_Exercise aim_
Write the next part of the BaseParakeet API reference, picking up right after its last line.

_Text_
Skip to main content

Overview

BaseParakeet is the abstract base class that defines the common interface for all Parakeet model variants. It provides three core methods for transcription:
  • transcribe() - Transcribe audio files
  • transcribe_stream() - Real-time streaming transcription
  • generate() - Low-level mel-spectrogram to text
All model variants (ParakeetTDT, ParakeetRNNT, ParakeetCTC, ParakeetTDTCTC) inherit from this class.

Class Definition

class BaseParakeet(nn.Module):
    def __init__(self, preprocess_args: PreprocessArgs, encoder_args: ConformerArgs):
        ...

Properties

time_ratio

@property
float time_ratio
The time ratio between encoder output frames and input audio samples. Used internally to convert frame indices to timestamps. Formula:
time_ratio = (subsampling_factor / sample_rate) * hop_length

Methods

transcribe()

Transcribe an audio file with optional chunking for long files.
def transcribe(
    self,
    path: Path | str,
    *,
    dtype: mx.Dtype = mx.bfloat16,
    decoding_config: DecodingConfig = DecodingConfig(),
    chunk_duration: Optional[float] = None,
    overlap_duration: float = 15.0,
    chunk_callback: Optional[Callable] = None,
) -> AlignedResult

Parameters

path
Path | str
required
Path to the audio file. Supports WAV, MP3, FLAC, and other formats supported by audiofile.
dtype
mx.Dtype
default:"mx.bfloat16"
Data type for audio processing. Should match the model’s dtype.
decoding_config
DecodingConfig
default:"DecodingConfig()"
Configuration for decoding behavior and sentence splitting. See DecodingConfig.
chunk_duration
float | None
default:"None"

_Extracted entries_
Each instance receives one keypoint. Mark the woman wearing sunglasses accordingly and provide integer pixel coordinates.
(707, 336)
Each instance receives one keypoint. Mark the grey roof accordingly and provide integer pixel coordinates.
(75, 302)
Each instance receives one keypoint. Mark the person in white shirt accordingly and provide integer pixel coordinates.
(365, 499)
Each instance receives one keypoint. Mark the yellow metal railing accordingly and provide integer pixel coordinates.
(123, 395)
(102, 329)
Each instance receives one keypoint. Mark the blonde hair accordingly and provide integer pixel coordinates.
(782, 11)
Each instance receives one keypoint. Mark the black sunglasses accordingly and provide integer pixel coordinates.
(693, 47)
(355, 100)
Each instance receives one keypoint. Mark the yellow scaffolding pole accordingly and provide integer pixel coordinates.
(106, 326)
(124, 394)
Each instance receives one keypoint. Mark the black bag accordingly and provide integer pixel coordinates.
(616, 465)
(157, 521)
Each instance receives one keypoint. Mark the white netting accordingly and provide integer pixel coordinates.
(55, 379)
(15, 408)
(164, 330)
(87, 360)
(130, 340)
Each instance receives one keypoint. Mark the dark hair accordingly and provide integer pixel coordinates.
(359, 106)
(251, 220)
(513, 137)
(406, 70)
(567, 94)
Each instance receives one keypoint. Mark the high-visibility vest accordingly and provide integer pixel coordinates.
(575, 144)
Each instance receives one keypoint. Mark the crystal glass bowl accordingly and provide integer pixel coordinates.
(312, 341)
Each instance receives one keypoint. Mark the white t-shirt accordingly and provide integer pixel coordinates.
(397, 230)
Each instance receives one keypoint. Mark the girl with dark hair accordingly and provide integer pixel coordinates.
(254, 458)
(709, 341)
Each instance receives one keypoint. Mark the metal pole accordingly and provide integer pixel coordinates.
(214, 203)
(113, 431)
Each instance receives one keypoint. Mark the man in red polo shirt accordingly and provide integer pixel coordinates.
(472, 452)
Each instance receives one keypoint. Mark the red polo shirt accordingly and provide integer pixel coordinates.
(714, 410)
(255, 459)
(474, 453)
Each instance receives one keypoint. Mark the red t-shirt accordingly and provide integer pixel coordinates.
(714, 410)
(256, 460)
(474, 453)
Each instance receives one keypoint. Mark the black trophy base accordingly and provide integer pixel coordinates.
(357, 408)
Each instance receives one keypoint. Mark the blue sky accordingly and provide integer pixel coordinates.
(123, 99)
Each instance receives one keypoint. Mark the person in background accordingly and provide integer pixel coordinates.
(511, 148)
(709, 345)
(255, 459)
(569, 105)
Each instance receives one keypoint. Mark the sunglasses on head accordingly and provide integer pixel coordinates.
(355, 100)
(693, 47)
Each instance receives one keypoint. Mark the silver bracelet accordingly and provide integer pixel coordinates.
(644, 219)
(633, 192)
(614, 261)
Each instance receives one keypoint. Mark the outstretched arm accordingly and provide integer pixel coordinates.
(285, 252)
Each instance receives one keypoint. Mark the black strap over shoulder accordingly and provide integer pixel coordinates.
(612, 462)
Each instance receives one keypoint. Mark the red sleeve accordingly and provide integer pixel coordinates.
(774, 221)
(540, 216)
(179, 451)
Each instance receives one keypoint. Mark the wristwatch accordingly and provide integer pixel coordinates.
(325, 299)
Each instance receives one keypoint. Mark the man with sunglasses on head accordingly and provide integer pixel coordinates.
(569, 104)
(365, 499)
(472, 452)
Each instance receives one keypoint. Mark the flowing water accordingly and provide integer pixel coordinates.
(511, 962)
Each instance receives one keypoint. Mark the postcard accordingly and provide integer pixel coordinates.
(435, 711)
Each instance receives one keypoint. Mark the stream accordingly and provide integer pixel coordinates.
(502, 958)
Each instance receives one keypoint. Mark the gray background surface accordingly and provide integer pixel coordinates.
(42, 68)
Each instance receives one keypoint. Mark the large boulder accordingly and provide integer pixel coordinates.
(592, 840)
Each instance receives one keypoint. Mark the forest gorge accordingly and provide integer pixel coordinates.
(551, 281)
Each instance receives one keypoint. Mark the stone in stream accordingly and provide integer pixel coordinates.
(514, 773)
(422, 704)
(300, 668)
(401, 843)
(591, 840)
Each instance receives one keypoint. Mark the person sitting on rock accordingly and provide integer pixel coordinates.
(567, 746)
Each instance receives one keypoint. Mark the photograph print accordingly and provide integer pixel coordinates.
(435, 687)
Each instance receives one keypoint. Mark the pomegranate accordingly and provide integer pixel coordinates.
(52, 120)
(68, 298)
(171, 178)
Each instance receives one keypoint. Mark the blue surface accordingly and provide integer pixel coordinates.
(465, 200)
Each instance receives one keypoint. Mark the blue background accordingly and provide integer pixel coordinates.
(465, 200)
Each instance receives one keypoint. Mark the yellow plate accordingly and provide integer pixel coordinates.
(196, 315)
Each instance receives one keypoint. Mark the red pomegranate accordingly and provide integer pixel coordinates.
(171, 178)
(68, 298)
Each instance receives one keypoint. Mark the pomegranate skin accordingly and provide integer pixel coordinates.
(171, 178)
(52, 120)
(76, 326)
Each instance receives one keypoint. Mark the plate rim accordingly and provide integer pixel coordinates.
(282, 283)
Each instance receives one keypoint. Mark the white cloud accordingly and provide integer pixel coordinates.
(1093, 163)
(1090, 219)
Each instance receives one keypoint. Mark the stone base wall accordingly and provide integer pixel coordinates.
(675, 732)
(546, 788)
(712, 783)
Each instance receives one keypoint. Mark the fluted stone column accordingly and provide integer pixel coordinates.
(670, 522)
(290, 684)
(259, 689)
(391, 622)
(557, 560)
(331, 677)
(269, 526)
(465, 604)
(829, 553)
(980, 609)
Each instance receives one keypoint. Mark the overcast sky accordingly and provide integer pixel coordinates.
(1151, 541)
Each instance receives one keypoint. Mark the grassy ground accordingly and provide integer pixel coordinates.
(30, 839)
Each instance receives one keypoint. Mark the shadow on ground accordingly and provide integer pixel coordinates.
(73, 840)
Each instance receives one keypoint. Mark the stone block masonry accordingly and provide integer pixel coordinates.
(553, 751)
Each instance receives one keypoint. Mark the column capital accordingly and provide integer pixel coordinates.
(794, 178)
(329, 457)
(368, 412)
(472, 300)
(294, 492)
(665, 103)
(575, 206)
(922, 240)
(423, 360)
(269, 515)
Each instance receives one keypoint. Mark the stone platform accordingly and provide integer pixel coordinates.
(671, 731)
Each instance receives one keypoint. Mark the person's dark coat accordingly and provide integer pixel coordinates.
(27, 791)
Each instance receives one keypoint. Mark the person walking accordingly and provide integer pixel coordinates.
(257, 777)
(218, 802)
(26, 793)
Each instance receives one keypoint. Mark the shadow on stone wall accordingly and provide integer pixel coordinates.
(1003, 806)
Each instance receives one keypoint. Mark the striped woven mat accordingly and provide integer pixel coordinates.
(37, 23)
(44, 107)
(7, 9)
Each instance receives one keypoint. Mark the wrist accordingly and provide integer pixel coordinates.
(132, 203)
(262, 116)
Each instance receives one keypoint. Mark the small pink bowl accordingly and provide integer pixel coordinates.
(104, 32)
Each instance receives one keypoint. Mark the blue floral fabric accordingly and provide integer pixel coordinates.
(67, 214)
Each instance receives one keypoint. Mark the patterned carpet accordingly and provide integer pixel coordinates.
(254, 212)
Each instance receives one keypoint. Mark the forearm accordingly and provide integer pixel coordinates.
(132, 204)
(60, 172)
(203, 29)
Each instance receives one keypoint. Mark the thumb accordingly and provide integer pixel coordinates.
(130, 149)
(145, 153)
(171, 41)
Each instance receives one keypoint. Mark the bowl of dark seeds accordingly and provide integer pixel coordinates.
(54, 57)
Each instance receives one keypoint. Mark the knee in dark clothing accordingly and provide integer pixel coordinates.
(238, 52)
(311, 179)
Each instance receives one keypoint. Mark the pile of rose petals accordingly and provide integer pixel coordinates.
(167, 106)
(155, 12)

_Exercise answer_
If provided, splits audio into chunks of this duration (in seconds). When None, processes the entire file at once.Use chunking for:
  • Very long audio files (> 5 minutes)
  • Memory-constrained environments
  • Processing audio that exceeds available RAM
overlap_duration
float
default:"15.0"
Overlap between consecutive chunks in seconds. Only used when chunk_duration is specified.Higher overlap improves accuracy at chunk boundaries but increases computation time.
chunk_callback
Callable | None
default:"None"
Callback function called after processing each chunk. Receives (current_position, total_length) in samples.Useful for progress tracking:
def progress(current, total):
    percent = (current / total) * 100
    print(f"Progress: {percent:.1f}%")

result = model.transcribe("audio.wav", chunk_callback=progress)

Returns

result
AlignedResult
Transcription result with aligned tokens and sentences. See AlignedResult.

Examples

Basic transcription:
from parakeet_mlx import from_pretrained

model = from_pretrained("mlx-community/parakeet-tdt-0.6b-v3")
result = model.transcribe("interview.wav")

print(result.text)
for sentence in result.sentences:
    print(f"[{sentence.start:.2f}s - {sentence.end:.2f}s] {sentence.text}")
With chunking for long audio:
result = model.transcribe(
    "long_podcast.wav",
    chunk_duration=120.0,  # 2 minute chunks
    overlap_duration=15.0   # 15 second overlap
)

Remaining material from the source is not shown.